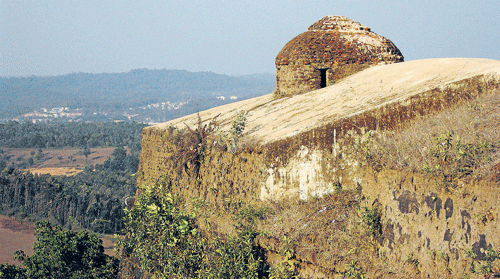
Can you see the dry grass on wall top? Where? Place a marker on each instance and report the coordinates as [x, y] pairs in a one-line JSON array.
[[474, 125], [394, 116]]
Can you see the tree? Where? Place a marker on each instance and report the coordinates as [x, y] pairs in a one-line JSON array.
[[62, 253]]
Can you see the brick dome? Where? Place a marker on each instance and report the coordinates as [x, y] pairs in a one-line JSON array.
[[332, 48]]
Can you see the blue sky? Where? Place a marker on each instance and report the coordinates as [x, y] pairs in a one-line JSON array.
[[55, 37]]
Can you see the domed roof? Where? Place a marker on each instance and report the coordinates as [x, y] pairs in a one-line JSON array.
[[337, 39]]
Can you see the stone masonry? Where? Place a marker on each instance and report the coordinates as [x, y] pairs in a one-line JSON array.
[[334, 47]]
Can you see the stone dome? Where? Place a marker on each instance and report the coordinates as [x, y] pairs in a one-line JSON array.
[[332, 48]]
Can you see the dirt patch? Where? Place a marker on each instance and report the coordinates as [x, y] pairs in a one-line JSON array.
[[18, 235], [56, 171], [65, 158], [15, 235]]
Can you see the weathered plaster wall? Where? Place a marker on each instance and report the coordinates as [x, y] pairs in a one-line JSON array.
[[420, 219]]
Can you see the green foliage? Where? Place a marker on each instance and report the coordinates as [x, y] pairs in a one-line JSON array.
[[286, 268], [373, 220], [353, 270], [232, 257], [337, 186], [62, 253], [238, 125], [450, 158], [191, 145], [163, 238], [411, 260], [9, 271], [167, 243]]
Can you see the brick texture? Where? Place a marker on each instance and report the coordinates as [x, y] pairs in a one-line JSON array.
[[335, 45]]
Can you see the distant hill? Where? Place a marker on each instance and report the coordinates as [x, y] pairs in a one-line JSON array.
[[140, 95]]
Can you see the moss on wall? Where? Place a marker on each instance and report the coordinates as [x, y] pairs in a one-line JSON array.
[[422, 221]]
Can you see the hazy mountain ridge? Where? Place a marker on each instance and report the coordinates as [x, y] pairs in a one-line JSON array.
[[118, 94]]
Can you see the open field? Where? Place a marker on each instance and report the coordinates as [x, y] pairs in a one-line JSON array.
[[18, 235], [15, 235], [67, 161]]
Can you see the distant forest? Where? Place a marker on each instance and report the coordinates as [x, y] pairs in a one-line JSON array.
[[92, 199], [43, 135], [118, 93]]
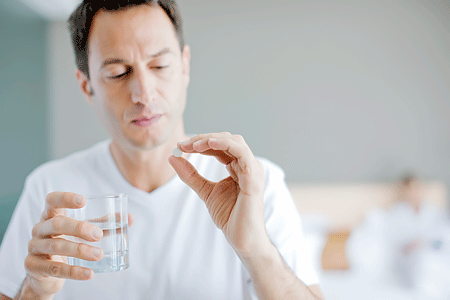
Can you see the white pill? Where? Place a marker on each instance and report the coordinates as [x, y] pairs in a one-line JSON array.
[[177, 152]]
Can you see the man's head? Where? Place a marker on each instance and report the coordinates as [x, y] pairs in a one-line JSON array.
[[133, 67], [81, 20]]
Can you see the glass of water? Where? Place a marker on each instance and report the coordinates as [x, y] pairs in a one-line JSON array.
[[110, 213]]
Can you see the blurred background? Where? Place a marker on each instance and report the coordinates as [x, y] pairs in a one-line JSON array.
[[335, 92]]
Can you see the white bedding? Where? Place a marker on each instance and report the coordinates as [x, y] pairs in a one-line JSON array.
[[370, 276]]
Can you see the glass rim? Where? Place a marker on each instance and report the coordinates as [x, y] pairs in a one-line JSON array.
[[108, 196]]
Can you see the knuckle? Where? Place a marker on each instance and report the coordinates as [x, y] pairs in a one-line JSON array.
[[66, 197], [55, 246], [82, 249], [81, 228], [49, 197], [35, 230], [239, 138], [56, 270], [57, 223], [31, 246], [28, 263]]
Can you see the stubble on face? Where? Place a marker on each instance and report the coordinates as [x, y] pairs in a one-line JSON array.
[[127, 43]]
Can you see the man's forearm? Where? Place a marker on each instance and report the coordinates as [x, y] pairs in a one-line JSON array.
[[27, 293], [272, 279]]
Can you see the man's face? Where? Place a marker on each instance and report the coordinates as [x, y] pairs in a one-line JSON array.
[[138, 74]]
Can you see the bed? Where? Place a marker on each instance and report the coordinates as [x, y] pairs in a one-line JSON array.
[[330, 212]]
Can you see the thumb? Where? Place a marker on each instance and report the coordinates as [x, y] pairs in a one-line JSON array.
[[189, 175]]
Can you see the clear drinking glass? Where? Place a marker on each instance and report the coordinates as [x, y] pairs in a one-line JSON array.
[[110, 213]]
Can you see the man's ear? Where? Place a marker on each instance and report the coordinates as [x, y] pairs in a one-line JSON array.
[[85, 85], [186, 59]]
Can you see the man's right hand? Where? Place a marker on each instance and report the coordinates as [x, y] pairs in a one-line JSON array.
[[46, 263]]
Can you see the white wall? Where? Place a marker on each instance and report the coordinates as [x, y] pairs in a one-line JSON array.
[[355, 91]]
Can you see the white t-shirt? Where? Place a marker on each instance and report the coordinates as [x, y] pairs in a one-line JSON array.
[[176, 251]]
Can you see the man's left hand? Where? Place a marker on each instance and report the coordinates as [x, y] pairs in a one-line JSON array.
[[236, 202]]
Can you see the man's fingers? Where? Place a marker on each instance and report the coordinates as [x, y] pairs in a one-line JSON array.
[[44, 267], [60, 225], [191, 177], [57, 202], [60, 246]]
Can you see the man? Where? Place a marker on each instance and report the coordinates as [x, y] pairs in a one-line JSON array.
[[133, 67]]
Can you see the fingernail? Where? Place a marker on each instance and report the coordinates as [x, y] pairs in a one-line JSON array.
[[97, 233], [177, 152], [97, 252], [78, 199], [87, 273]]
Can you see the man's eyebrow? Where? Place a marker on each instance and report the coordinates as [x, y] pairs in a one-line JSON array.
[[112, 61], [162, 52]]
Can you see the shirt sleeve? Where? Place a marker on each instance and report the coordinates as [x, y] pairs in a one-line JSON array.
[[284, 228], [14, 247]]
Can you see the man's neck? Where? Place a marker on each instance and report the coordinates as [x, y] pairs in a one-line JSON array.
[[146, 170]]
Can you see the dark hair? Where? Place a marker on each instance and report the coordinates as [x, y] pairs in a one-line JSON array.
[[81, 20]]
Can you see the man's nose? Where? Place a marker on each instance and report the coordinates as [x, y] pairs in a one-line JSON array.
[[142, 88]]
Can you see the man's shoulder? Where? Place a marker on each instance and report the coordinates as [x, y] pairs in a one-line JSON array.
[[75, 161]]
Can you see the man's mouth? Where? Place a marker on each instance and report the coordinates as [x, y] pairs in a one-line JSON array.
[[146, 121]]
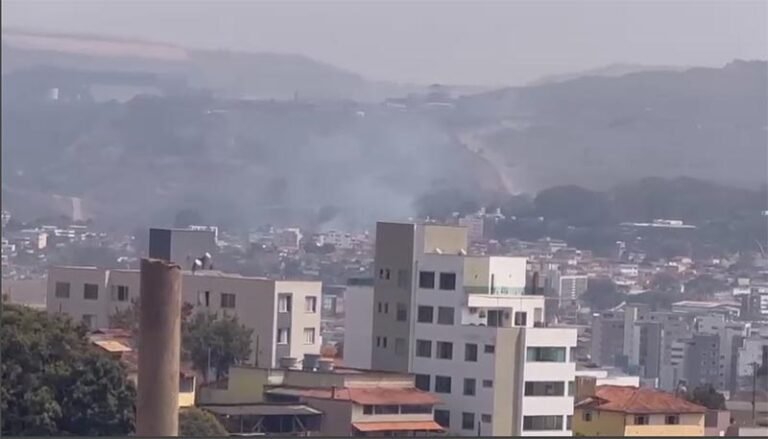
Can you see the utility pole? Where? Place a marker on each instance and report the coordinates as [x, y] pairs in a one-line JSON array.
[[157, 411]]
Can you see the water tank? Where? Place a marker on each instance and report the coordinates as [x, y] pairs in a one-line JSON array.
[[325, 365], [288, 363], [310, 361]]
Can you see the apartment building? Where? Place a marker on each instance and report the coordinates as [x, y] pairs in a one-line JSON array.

---+---

SET PROBLEM => Set down every item above word for word, omitting the pictures.

THE RESPONSE =>
Can you see the dry grass on wall top? Where? Place a marker on each instance and report the coordinates as [x, y] pairs in a one-line JSON array.
[[474, 125], [394, 116]]
Can you see the tree? Where? Place a marker on each instance and report the coordinates as [x, y] pairs in a one-line JSON array.
[[62, 253]]
Can you see the brick dome? Where? Place a marker on each instance and report the coordinates as [x, y] pairs in a one-line JSON array.
[[332, 48]]
Can you see the blue sky? Where? Place a marker on each instance and report the coordinates as [x, y] pairs in a one-line JSON array.
[[55, 37]]
Can you see the domed roof? Where? Place a marker on each instance and report the coordinates as [x, y] pairs in a one-line JSON array.
[[337, 39]]
Can you see the stone masonry? Where? Place a marker on each instance and report the coordinates as [x, y] pairs in a one-line JSON array.
[[334, 47]]
Can you see the stone dome? Where? Place a marker on each instance and report the coordinates as [x, y] pairs in a one-line JSON array.
[[332, 48]]
Can you see the dirt patch? Where? Place a marker on each instance and report the coordinates as [x, y] pairs in a one-line JSON array.
[[18, 235], [56, 171], [65, 158], [15, 235]]
Can you see the weathered plaster wall? Where? Place a marker on each instance and report the coordinates as [x, y] pairs in a one-line JSON array.
[[420, 219]]
Can you see the green foliage? Where? Place a marker on each instance and report the coordinates as [x, y] pairs in a one-line JSON array.
[[286, 268], [373, 220], [353, 270], [232, 257], [337, 186], [62, 253], [238, 125], [450, 158], [191, 145], [163, 238], [411, 260], [9, 271], [167, 243]]
Can you see the brick texture? Where? Place a marker on each instance and report the coordinates as [x, y] pairs in a one-line JSON array.
[[335, 45]]
Can you see the distant hill? Where? Place a marker on each instance and report the coordinates as [x, y] pairs in a one-line JSON array.
[[140, 95]]
Can you see the moss on wall? Where? Place a marker on each instance and report the coordinates as [x, y] pairs in a one-line JSON array.
[[422, 221]]
Can you see the hazy mountain ridge? Where? Place a marker on each instance and report the coordinates as [x, y] pairs in a one-line JSON array.
[[118, 94]]
Can you see the open field? Where? Place a marker on each instance and report the coordinates as [x, y] pairs in a one-line JSON array.
[[18, 235], [15, 235], [67, 161]]
Can you see the distant forest? Where? Place a marker on each instance and report the coordinates as [x, y] pairs in a one-line JSON array.
[[92, 199], [43, 135], [118, 93]]
Can you see the white pill? Where? Place a marker on each instance and report the coordinates as [x, y] pairs in a one-line JSON array.
[[177, 152]]
Can you see the man's head? Where? Place a marker on each instance and report the coordinates as [x, y] pairs in a one-line JSON array.
[[133, 67], [81, 20]]
Can you see the glass of water? Where? Place a marker on each instance and report the coordinates as [x, y] pairs in a one-line JSON array.
[[110, 213]]
Can you see the blurred background? Where? Place a marker on each instance and report the coordinates as [x, y] pairs in a one-line JSON array.
[[335, 92]]
Can you see the white bedding? Where? Place a marker on each instance and report the coordinates as [x, y] pairs in a one-line JSON array.
[[370, 276]]
Can you see the glass rim? Where? Place a marker on each instance and report the coordinates as [x, y] pairs in a one-line JSON array.
[[108, 196]]
Can you see the knuckle? Where? Place a marker on each instance and report the coordinates as [x, y] pairs in a one-line JSON array.
[[66, 197], [55, 246], [82, 249], [81, 228], [49, 197], [35, 230], [239, 138], [56, 270], [57, 223], [31, 246], [28, 263]]
Can you see the stubble on face? Where? Place a marker on each instance and report the coordinates as [x, y] pairs in a one-line JSON array.
[[127, 43]]
Can you see the man's forearm? Where? Place a marker on each instance and report the coordinates as [x, y] pairs in a one-line JSON array.
[[27, 293], [272, 279]]
Can you see the man's face? Where? Place a marker on each instance and report the coordinates as [x, y] pairs in a one-line JSON array.
[[138, 74]]
Can you see the bed? Where? Place a marker on each instance and report the coordinates as [x, y] pairs in a one-line JSON array.
[[330, 212]]
Can you see the thumb? Where? Place a marker on each instance and report the coordinates as [x, y] pairs in a one-line JSON array.
[[189, 175]]
Can you see the clear drinking glass? Where? Place a marker on each instance and report the coordinates as [x, y] pairs in a one-line JSON array.
[[110, 213]]
Can you see the man's ear? Where? Place a marker on each instance and report the coordinates as [x, y] pairs in a one-line JSON array.
[[85, 85], [186, 59]]
Can you see the man's right hand? Where? Place a marker on each instance and report the coordinates as [x, y] pairs in a one-line JSON array.
[[46, 263]]
Can you see the white wall? Where? Place a marker on each instance and report the coordinates as [x, y] pairs in a one-line JSON array.
[[355, 91]]
Can you see the white t-shirt? Where? Place a marker on each instance and report the coordinates as [x, y] pairs in a one-line JSON array.
[[176, 251]]
Can you see the man's left hand? Where? Place a marker on each instance and report the coordinates as [x, y] pairs in a one-line JSON array.
[[236, 202]]
Can you see the man's fingers? Where? Place a marker on each instance and report the coordinates as [x, y] pairs in a one-line JSON array.
[[44, 267], [60, 225], [191, 177], [57, 202], [60, 246]]
Can you see the man? Where? Place a marker on each instance and report the coordinates as [x, y] pairs in a one-line JSON array.
[[133, 67]]
Can you see the fingernail? Where? Place a marker on each instance and report the coordinates as [x, y] pairs in a one-line JSON array.
[[97, 233], [177, 152], [97, 252], [78, 199], [87, 273]]
Can you see the man's eyebrow? Where? Place a marker on each instance and report the coordinates as [x, y] pairs in a one-line JSON array.
[[112, 61], [162, 52]]
Can you see the shirt sleeve? Where? Place a marker on each instance and report the coordinates as [x, y] pairs in a one-line JSON array.
[[284, 228], [14, 247]]
Can you see the man's neck? Where? Place a marker on each instance and report the coordinates as [x, y] pairs in a one-line JSON array.
[[146, 170]]
Can you see the dark hair? Where? Place a marker on each instance and report the coordinates as [x, y] pairs in a one-line JSON array.
[[81, 20]]
Can you see the man's nose? Where? Place a marker on each instance and report the coordinates as [x, y] pairs in a one-line JSON array.
[[142, 88]]
Can you see the man's shoulder? Where? Place a marker on each instance and report the coordinates as [x, y] pairs in a one-line JSON array.
[[75, 161]]
Can you see the man's mouth? Where? Place a marker on each instance and report the coordinates as [x, y] pairs in a one-line JSON array.
[[146, 121]]
Can you see the utility pole? Where? Place a marker on each instance and report the coordinates as [x, y] pairs in a one-line JSON array.
[[157, 411]]
Can you see the water tank? Where? Place a marker on each instance and report the coordinates as [x, y] pairs in a one-line JSON array.
[[325, 365], [288, 363], [310, 361]]
Can you see the apartment building? Where? Place a marker on each instance and report the coordinates as [x, y] pairs in a one-line JSON array.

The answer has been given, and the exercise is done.